Supplied data:
▼▼▼

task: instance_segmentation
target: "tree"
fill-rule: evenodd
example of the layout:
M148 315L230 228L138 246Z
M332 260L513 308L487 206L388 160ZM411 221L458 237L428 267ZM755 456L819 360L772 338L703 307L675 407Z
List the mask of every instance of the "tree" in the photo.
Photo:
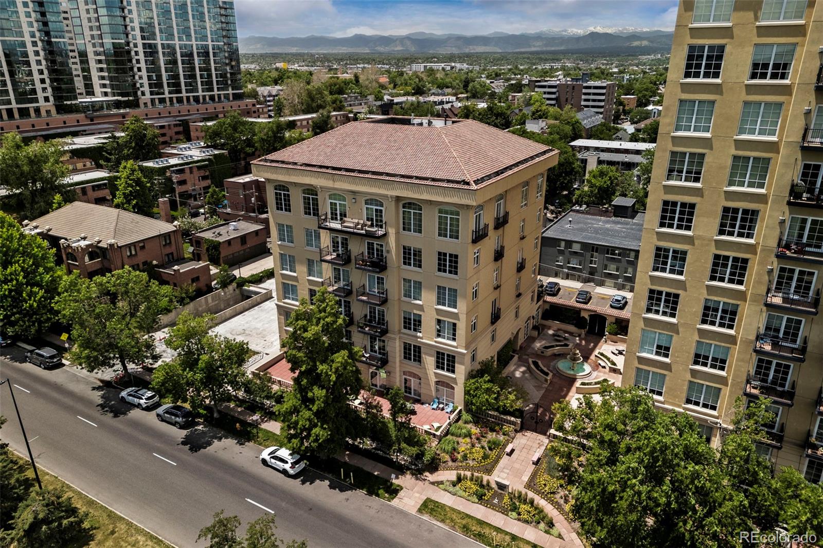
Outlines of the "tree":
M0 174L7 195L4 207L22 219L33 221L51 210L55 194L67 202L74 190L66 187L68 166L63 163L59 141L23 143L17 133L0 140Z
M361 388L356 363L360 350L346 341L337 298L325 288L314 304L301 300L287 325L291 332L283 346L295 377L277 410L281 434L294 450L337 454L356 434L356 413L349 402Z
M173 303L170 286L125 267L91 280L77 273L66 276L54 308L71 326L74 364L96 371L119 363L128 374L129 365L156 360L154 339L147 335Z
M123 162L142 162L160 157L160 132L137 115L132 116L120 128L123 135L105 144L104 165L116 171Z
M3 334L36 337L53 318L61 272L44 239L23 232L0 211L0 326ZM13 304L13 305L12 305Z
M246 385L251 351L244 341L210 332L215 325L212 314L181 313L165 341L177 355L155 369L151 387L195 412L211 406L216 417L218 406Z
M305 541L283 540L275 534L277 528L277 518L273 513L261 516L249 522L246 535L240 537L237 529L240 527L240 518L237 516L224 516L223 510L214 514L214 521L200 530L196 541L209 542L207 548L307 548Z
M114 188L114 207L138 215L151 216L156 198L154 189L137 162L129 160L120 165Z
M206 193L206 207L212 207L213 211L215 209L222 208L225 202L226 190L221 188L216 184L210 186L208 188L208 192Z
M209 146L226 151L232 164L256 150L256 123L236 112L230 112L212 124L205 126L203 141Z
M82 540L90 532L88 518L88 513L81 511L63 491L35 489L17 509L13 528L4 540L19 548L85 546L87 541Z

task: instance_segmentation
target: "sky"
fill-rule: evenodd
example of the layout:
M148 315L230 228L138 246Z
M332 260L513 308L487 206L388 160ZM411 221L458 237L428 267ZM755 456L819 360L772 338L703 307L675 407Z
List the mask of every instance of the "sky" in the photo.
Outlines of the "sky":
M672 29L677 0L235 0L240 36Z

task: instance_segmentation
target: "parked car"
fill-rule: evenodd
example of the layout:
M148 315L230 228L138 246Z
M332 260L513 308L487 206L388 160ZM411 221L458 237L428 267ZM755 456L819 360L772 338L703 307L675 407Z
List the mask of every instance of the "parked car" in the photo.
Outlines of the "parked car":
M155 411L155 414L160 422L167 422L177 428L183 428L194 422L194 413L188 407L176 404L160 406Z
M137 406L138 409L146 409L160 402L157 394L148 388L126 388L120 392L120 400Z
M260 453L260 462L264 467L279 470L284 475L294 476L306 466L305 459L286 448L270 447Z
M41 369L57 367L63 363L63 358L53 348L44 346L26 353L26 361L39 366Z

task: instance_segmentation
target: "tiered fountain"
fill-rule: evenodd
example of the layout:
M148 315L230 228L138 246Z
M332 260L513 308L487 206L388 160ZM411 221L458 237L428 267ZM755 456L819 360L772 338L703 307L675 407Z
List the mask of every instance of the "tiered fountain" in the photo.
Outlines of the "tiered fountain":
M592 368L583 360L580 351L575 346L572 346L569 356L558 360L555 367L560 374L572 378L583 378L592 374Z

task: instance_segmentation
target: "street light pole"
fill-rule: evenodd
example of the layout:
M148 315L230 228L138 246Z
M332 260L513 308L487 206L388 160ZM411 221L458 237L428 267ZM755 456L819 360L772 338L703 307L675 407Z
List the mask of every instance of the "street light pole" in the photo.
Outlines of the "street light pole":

▲▲▲

Request: Rewrite all of the data above with every "mask" changed to "polygon" and everything else left as it is. Leave the pictures out of your answer.

Exercise response:
task: instance_segmentation
target: "tree"
fill-rule: evenodd
example of the layout:
M148 315L230 228L138 246Z
M332 260L513 308L487 206L388 160ZM411 221L458 237L428 267ZM755 456L819 360L772 338L703 307L675 407Z
List the polygon of every instance of the "tree" in the photo.
Photo:
Outlines of the "tree":
M0 174L7 195L4 207L22 219L33 221L51 210L55 194L67 202L74 190L66 187L68 166L63 163L59 141L23 143L17 133L0 140Z
M361 388L356 363L360 350L346 341L337 298L325 288L314 304L301 300L287 325L291 332L283 346L295 377L277 410L281 434L294 450L337 454L356 434L356 413L349 402Z
M173 303L170 286L125 267L91 280L77 273L66 276L54 308L71 326L74 364L96 371L119 363L128 374L129 365L156 360L154 339L147 335Z
M123 162L142 162L160 157L160 132L137 115L132 116L120 128L123 135L105 144L104 165L116 171Z
M3 334L36 337L53 318L61 272L44 239L23 232L0 211L0 326ZM13 304L13 305L12 305Z
M246 385L251 351L244 341L210 332L215 325L212 314L181 313L165 341L177 355L155 369L151 387L195 412L211 406L216 417L218 406Z
M305 541L283 540L275 534L277 528L277 518L273 513L261 516L249 522L246 535L240 537L237 529L240 527L240 518L237 516L224 516L223 510L214 514L214 521L200 530L196 541L209 542L207 548L307 548Z
M114 188L114 207L138 215L151 216L156 198L154 189L137 162L129 160L120 165Z
M206 193L206 207L212 207L213 211L215 209L222 208L225 202L226 190L221 188L216 184L210 186L208 188L208 192Z
M209 146L226 151L232 164L256 150L256 123L236 112L230 112L212 124L205 126L203 141Z
M82 540L90 532L88 518L88 513L81 511L63 491L35 489L17 509L13 528L4 540L19 548L85 546L87 541Z

task: instance_segmentation
target: "sky"
fill-rule: evenodd
example of the layout:
M148 315L230 228L138 246Z
M332 260L513 308L487 206L388 160ZM411 221L458 237L428 267ZM755 456L819 360L772 338L703 307L675 407Z
List the polygon of every instance of the "sky" in the photo.
Outlines of the "sky":
M672 29L677 0L235 0L240 36Z

task: instance_segmentation
target: "parked car"
fill-rule: evenodd
example of the layout:
M148 315L230 228L138 246Z
M332 260L513 308L487 206L388 160ZM411 221L458 237L428 267ZM755 456L819 360L772 338L703 307L675 407Z
List the polygon of every instance of the "parked car" in the photo.
Outlines of the "parked car":
M155 411L155 414L160 422L167 422L177 428L183 428L194 422L194 413L188 407L176 404L160 406Z
M137 406L138 409L146 409L160 402L157 394L148 388L126 388L120 392L120 400Z
M260 453L260 462L264 467L279 470L284 475L294 476L306 466L305 459L286 448L270 447Z
M41 369L57 367L63 363L63 358L53 348L44 346L26 353L26 361L39 366Z

task: instance_segmentation
target: "tiered fountain"
fill-rule: evenodd
example of the layout:
M148 315L230 228L138 246Z
M332 260L513 308L487 206L388 160ZM411 221L458 237L428 267ZM755 456L819 360L772 338L703 307L675 407Z
List the polygon of every instance of the "tiered fountain" in the photo.
Outlines of the "tiered fountain":
M592 368L583 360L580 351L575 346L572 346L569 356L558 360L555 367L560 374L572 378L583 378L592 374Z

task: instance_segmentation
target: "street light pole"
fill-rule: evenodd
example of the layout:
M148 315L230 228L138 246Z
M332 260L513 308L487 206L388 160ZM411 221L458 237L428 267ZM755 456L819 360L772 338L703 307L675 407Z
List the polygon of every instance of the "street light pole" in the photo.
Outlines of the "street light pole":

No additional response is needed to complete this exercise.